>> BEGIN Records

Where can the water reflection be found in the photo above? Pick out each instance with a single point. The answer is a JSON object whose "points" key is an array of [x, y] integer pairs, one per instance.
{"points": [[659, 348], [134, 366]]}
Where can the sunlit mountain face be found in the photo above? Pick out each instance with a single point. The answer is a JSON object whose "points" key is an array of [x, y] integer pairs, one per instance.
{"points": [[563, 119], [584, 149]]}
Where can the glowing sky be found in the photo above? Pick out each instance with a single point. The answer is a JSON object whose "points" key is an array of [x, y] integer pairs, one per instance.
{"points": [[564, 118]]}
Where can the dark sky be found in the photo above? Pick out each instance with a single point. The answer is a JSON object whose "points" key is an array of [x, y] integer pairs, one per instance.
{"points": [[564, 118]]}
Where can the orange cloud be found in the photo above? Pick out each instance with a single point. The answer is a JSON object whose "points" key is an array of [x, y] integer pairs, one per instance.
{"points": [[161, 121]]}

>> END Records

[Task]:
Rewrite every line of the items above as a numbered list, leaving out any blank lines.

[Answer to the task]:
1. Where can the water reflection be found in the photo above? Pick out each instance with a single point. The answer is a JSON object whose "points" key is an array of [x, y] integer pairs, one per instance.
2. {"points": [[659, 348], [134, 366]]}
3. Where can the sunlit mountain face be found in the photo above? Pick out each instance with a single point. The answer is a JSON object whose "points" key is an array of [x, y] integer pairs, one per instance.
4. {"points": [[563, 119], [584, 149]]}
5. Where can the glowing sky be found in the photo above? Pick out each instance with a single point. The answer is a JSON object whose "points" key is an array of [x, y] integer pairs, one per instance.
6. {"points": [[564, 118]]}
7. Where can the dark sky be found in the photo above? Pick out each instance with a single point. The answer is a JSON object whose "points" key is an array of [x, y] integer pairs, one per instance.
8. {"points": [[564, 118]]}
9. Where can the orange cloud be found in the photo above? Pick out each instance with a single point. The answer is a JSON object whose "points" key is an array of [x, y] integer pairs, one per instance.
10. {"points": [[161, 121]]}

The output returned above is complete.